Entrées d'annotation de localisation
::::
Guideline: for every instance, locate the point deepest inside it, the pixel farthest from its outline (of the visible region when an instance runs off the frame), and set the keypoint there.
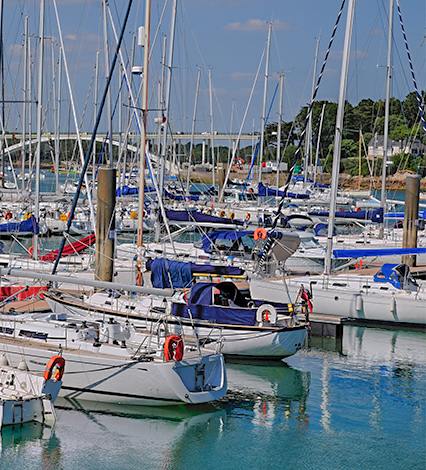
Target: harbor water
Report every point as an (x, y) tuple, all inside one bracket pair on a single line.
[(362, 407)]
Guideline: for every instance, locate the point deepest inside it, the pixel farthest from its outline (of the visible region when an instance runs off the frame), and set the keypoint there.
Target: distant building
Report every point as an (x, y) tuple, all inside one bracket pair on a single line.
[(375, 147)]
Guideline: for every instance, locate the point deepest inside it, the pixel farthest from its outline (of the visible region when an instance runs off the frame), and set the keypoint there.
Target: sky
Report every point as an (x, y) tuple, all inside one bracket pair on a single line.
[(227, 38)]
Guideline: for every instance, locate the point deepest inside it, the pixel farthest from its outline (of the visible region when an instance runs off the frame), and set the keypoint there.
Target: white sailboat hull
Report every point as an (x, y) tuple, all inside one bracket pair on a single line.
[(346, 298), (92, 376)]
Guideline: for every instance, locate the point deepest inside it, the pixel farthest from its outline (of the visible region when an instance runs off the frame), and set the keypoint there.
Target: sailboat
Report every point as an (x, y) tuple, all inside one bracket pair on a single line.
[(389, 295), (26, 396)]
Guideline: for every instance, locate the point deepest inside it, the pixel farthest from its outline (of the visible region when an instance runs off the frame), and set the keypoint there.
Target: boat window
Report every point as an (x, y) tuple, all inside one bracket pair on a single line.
[(32, 334), (4, 329), (309, 243)]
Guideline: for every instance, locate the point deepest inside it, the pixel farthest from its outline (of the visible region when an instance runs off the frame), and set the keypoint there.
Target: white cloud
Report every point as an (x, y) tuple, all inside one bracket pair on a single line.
[(242, 76), (256, 25)]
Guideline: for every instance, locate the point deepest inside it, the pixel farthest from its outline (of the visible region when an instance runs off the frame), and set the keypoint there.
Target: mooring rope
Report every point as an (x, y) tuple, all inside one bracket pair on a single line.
[(411, 67), (270, 240)]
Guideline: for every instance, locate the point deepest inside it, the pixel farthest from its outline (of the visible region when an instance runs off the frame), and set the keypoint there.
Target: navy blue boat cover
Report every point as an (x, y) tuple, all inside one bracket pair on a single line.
[(178, 274), (29, 225), (194, 216)]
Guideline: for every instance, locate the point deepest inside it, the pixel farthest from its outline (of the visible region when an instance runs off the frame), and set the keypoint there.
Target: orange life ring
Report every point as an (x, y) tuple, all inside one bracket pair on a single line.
[(260, 233), (31, 251), (57, 362), (173, 348)]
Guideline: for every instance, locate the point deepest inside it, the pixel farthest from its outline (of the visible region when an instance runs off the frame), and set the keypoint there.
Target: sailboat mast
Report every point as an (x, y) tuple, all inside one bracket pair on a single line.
[(211, 127), (169, 66), (308, 149), (39, 122), (2, 92), (338, 134), (146, 33), (265, 90), (280, 118), (109, 112), (386, 129), (24, 103)]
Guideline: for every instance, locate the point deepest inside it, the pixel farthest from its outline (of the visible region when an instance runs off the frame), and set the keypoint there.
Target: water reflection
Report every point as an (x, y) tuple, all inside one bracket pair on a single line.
[(363, 408)]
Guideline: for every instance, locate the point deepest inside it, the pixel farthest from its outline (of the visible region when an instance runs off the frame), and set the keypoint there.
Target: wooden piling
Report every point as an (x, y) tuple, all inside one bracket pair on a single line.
[(411, 214), (105, 225)]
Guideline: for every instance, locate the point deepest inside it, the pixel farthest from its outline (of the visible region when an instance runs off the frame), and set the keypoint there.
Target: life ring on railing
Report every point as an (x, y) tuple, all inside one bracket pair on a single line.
[(260, 233), (266, 312), (173, 348), (55, 367)]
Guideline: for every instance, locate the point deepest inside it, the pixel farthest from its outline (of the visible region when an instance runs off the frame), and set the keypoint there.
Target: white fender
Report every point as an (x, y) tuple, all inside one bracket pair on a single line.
[(392, 306), (261, 312), (359, 303)]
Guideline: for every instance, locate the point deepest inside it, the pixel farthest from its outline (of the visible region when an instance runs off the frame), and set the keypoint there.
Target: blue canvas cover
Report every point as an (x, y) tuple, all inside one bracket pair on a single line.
[(373, 215), (29, 225), (209, 239), (194, 216), (387, 273), (265, 191), (201, 308), (180, 272), (170, 274)]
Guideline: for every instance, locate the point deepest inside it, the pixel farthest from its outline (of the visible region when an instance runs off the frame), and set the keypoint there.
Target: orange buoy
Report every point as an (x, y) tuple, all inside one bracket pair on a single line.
[(173, 348), (57, 362), (260, 233)]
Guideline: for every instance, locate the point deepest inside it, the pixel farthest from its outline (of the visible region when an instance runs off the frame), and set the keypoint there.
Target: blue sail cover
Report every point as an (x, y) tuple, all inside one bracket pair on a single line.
[(201, 308), (127, 190), (263, 191), (360, 253), (180, 197), (29, 225), (194, 216), (208, 240), (373, 215), (167, 273), (217, 314), (387, 273), (180, 273), (400, 215)]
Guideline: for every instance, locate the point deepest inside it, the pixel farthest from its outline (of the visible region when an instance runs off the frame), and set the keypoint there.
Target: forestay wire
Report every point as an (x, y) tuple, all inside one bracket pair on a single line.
[(269, 242), (411, 67)]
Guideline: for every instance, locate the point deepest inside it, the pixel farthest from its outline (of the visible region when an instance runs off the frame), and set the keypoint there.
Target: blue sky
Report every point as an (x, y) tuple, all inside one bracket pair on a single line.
[(228, 37)]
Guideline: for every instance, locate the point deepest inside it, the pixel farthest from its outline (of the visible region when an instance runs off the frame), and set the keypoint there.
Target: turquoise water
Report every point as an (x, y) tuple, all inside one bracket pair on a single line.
[(361, 408)]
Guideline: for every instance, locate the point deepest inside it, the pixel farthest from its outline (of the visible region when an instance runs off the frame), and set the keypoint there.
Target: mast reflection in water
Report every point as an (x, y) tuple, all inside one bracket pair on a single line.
[(362, 407)]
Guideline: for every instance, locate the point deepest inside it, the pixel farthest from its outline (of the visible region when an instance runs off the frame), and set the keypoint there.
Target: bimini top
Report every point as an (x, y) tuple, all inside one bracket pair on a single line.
[(399, 275)]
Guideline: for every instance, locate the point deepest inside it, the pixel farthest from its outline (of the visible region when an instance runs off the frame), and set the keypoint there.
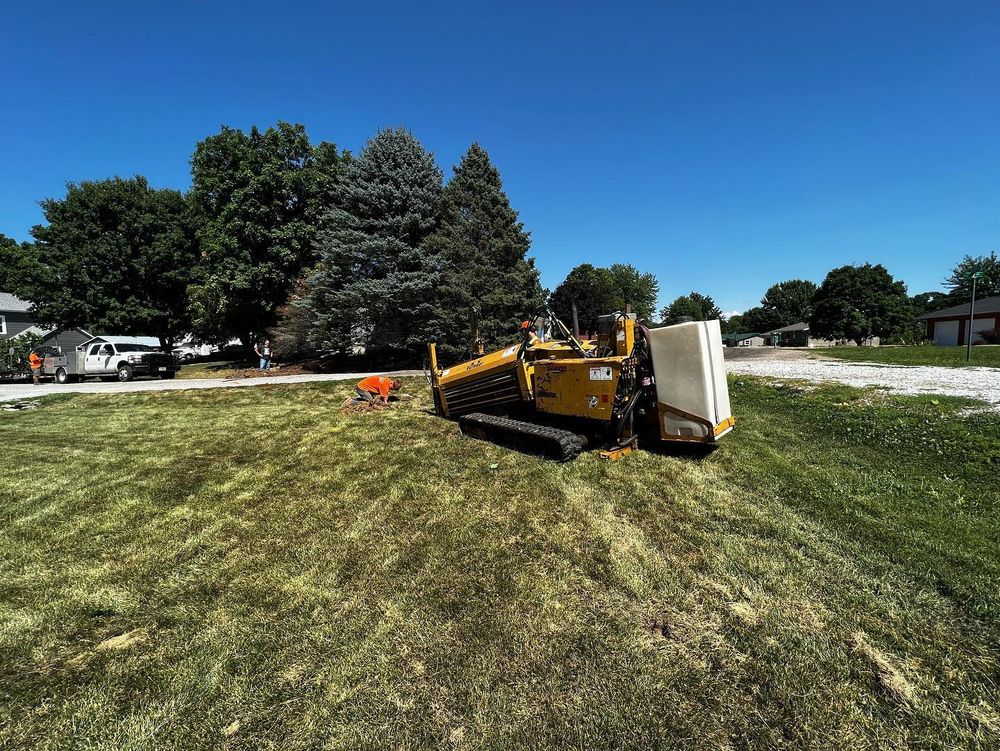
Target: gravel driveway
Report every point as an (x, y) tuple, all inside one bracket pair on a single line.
[(12, 392), (977, 383)]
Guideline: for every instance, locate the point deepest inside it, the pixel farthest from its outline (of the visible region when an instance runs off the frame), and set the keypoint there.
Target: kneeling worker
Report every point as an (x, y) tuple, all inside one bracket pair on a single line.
::::
• CONSIGNES DE LA TÂCHE
Présentez sous forme de liste JSON de chaînes, à raison d'une chaîne par ligne et sans les lignes vides, les lignes des entrées comprises entre le début et la ligne contenant « [(227, 38)] », celle-ci incluse. Omettez les images dans votre réponse.

• RÉSULTAT CI-DESSOUS
[
  "Guideline: for every instance, locate the point deepest inside it, the pixel farthest from its outline (of the visible region when an instance runs off the frame), and set the keypoint there.",
  "Target: harbor water",
  "Report every point as an (x, y) tuple, all inside one bracket pair on a single line.",
  "[(362, 407)]",
  "Guideline: for every instance, locate the point deepest inside it, the pixel farthest from its outline (of the visible region when an instance runs off the frame), and set the keypoint there.",
  "Target: distant building",
  "Report every point as an (x, y) tuple, all inside one bracket pair on a single line.",
  "[(375, 147)]",
  "Guideline: for every instance, locate the point deepest inside it, the pixel farthest from its outline (of the visible region when an instance runs off the frame), and set the keypoint there.",
  "Target: sky",
  "Report every point as an (x, y) tuple, all inside one bracket pair on a single line.",
  "[(227, 38)]"
]